-- Exercise details --
Lay out the lines below as a JSON list of strings with one string per line and blank lines left out, starting with the line that contains "Annotate the blue sea" and going on through the last line.

— Begin The records —

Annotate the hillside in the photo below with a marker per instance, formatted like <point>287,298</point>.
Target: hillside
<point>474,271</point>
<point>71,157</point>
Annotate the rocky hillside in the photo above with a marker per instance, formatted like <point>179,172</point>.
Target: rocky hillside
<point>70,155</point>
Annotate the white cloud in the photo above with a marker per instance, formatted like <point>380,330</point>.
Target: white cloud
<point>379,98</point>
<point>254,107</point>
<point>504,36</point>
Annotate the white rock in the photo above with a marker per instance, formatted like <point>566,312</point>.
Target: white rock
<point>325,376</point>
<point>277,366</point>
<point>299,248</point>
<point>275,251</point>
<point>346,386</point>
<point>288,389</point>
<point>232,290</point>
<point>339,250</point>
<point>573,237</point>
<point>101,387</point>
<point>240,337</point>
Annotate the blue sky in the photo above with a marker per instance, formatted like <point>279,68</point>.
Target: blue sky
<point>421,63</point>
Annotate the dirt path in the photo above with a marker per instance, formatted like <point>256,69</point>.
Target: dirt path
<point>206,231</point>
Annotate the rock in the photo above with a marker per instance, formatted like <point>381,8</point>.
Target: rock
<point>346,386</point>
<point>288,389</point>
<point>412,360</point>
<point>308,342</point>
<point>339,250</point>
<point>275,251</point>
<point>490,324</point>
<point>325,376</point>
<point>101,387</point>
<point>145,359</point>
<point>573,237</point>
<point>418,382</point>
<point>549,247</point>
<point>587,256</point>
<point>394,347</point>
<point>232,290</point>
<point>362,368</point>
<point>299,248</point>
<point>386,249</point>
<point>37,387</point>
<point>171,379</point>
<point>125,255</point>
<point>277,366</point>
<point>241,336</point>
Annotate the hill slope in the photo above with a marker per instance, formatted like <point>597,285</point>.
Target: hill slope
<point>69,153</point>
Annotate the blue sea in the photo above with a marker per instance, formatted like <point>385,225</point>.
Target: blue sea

— End The records —

-- The output --
[
  "Annotate the blue sea in the photo above with a marker per instance, formatted like <point>385,225</point>.",
  "Target: blue sea"
]